======== ПРЕДОСТАВЛЕННЫЙ ФРАГМЕНТ ========

Подобно романтикам, Толстой готов искать возможности воплощения своего идеала вне действительности, вне повседневной жизни современного общества – в каких-то особых сферах, в исключительных обстоятельствах и в необычных условиях. В пору напряженного творческого самоопределения в произведениях середины 1850 – начала 1860-х годов он перебирает и «проигрывает» едва ли не все варианты, пробует едва ли не все способы типично романтического выражения идеала. Ничтожной и прозаической современности противопоставляет он то недавнее прошлое с его цельно-рыцарственными характерами («Два гусара», 1856), то красоту природы и волшебную силу искусства («Люцерн», 1857), то художническую одаренность гениального безумца («Альберт», 1858). Полусознательное желание Нехлюдова начать новую жизнь, стать крестьянином, лихим ямщиком вроде Ильи Дутлова предстает как романтическая греза, сон наяву («Утро помещика», 1856). Наконец, в «Казаках», над которыми писатель работал около десяти лет и завершил в конце 1862 г., он не только ведет читателя в излюбленную романтиками экзотическую среду, но и прямо опирается на традицию байронической поэмы, и прежде всего на пушкинских «Цыган».
Разумеется, и в своей кавказской повести Толстой не становится всецело на позиции романтизма. Его двойственное отношение к этому литературному направлению в полной мере сохраняется и в «Казаках». Обратившись к излюбленному романтиками изображению «экзотической» среды, к традиционной для романтизма сюжетной схеме (европеец в первобытно-патриархальном мире), Толстой стремится сразу же освободить их от привычных романтических напластований, перекроить на свой лад.
С первых же страниц произведения решительно деромантизируется его центральный персонаж – Димитрий Оленин, последовательно отбрасываются обычные для писателей-романтиков мотивировки его бегства на Кавказ.

======== ИЗВЛЕЧЁННЫЙ ЛИСТИНГ ========

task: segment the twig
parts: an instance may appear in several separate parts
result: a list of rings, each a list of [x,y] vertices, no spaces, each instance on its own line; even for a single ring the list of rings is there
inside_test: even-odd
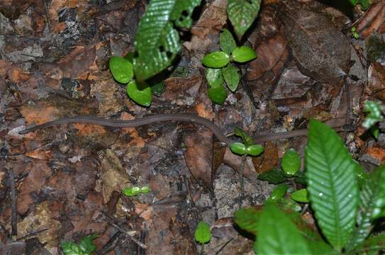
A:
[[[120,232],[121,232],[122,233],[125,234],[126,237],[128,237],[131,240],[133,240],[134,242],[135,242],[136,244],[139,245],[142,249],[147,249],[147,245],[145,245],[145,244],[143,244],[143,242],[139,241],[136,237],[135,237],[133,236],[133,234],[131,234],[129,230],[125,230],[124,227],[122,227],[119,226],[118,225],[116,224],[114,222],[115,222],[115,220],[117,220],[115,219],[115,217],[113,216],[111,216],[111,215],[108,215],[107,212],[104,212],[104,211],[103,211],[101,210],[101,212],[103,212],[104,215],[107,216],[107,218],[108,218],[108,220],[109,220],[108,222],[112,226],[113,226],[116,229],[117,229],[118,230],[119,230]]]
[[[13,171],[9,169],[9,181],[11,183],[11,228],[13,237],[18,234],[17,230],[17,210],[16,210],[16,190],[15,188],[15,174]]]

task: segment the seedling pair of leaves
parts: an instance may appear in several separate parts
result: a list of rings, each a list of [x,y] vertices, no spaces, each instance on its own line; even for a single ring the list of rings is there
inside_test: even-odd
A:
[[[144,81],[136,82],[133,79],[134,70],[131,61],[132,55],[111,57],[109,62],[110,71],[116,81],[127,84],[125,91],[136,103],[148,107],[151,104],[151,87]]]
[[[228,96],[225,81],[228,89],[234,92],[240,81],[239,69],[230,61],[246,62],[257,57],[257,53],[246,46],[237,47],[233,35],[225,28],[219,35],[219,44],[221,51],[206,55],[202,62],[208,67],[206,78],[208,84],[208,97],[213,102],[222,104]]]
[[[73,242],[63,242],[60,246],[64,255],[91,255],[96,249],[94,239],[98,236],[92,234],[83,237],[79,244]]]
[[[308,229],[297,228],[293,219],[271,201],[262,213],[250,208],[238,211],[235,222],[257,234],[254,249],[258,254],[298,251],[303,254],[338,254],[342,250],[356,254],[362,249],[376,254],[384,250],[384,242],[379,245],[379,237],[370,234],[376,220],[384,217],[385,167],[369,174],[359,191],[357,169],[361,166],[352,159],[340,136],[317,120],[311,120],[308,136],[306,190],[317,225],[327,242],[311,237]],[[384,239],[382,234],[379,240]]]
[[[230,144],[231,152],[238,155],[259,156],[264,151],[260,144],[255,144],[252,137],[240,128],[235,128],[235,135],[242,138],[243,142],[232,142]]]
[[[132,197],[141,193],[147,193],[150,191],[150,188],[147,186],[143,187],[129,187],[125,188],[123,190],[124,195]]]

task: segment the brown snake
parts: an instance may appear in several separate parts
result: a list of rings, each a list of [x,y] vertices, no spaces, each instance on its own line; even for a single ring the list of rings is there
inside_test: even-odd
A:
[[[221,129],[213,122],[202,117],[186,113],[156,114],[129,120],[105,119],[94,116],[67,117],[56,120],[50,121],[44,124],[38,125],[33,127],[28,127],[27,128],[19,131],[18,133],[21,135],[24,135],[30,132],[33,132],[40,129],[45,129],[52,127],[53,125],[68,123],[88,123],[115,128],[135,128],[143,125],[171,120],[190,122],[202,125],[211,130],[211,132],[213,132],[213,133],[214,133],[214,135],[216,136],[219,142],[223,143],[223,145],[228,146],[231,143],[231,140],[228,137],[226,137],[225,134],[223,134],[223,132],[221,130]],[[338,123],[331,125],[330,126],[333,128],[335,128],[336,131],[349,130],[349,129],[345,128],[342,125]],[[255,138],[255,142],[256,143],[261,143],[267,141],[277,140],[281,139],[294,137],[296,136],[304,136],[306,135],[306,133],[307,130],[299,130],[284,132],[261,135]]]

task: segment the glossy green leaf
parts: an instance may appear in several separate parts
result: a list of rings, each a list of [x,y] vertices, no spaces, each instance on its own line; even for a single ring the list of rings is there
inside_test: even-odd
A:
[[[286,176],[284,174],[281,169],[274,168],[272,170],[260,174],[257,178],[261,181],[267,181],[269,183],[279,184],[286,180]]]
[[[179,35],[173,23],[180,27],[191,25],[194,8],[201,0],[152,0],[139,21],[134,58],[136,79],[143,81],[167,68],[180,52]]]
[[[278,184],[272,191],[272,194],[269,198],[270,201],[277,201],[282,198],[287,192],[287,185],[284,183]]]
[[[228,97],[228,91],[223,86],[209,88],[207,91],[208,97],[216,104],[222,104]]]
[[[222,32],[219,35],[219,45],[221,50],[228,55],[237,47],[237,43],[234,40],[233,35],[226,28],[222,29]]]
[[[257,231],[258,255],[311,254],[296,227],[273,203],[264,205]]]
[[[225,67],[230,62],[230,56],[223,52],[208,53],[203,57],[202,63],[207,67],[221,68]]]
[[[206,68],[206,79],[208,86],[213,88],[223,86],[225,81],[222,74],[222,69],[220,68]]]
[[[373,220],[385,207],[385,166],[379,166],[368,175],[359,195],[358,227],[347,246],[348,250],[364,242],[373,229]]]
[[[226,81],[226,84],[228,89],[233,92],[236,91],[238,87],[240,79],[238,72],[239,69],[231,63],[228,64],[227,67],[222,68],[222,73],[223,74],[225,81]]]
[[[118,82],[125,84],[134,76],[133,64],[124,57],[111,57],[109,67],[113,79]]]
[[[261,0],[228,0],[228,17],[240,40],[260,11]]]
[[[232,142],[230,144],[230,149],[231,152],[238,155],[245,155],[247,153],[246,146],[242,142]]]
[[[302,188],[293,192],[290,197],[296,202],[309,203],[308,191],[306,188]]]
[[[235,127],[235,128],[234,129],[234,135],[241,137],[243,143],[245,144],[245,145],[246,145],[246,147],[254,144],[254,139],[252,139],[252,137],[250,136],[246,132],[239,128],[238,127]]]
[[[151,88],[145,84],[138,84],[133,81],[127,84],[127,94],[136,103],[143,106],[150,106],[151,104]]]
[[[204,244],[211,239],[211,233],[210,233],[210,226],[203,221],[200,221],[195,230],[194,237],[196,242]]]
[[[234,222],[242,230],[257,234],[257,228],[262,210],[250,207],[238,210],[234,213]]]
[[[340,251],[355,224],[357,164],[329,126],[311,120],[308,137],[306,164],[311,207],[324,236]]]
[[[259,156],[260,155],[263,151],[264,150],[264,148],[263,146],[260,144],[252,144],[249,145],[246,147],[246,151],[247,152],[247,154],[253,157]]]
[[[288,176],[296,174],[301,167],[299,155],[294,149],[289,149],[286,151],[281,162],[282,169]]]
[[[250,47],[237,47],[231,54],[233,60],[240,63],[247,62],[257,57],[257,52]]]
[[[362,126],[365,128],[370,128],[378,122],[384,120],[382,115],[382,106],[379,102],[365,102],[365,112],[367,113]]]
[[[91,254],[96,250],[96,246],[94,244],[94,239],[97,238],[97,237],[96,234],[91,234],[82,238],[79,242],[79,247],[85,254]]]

========

### ЗАДАНИЕ 1
Сколько лет, согласно фрагменту о романтизме у Толстого, писатель работал над «Казаками» и когда он их завершил?
### ЗАДАНИЕ 2
Продолжите фрагмент о романтизме у Толстого, начиная сразу после его последнего предложения.
Листинг для выполнения не понадобится.

### ПОЛЕ ОТВЕТА 1
Около десяти лет; завершил в конце 1862 г.

### ПОЛЕ ОТВЕТА 2
В отличие от романтических героев, скучающих, тоскующих, пресыщенных жизнью, Оленин изображен как нормальный и здоровый молодой человек, исполненный сил, энергии и радости существования. В его судьбе, личности, в его прошлой жизни, обычной для юноши из московского общества, нет ничего загадочного или таинственного. И, конечно, он «представляет собой резкий контраст мрачным героям Шатобриана и Байрона, который уходили на лоно природы с разбитым сердцем и опустошенной душой, уходили доживать свои скорбные дни, а не начинать новую жизнь» [3. С. 385]. Это совсем не «тощий плод, до времени созрелый», если воспользоваться лермонтовским образом. Ему не грозит «преждевременная старость души» – черта поколения, воплощенная, по словам Пушкина, в образе кавказского пленника.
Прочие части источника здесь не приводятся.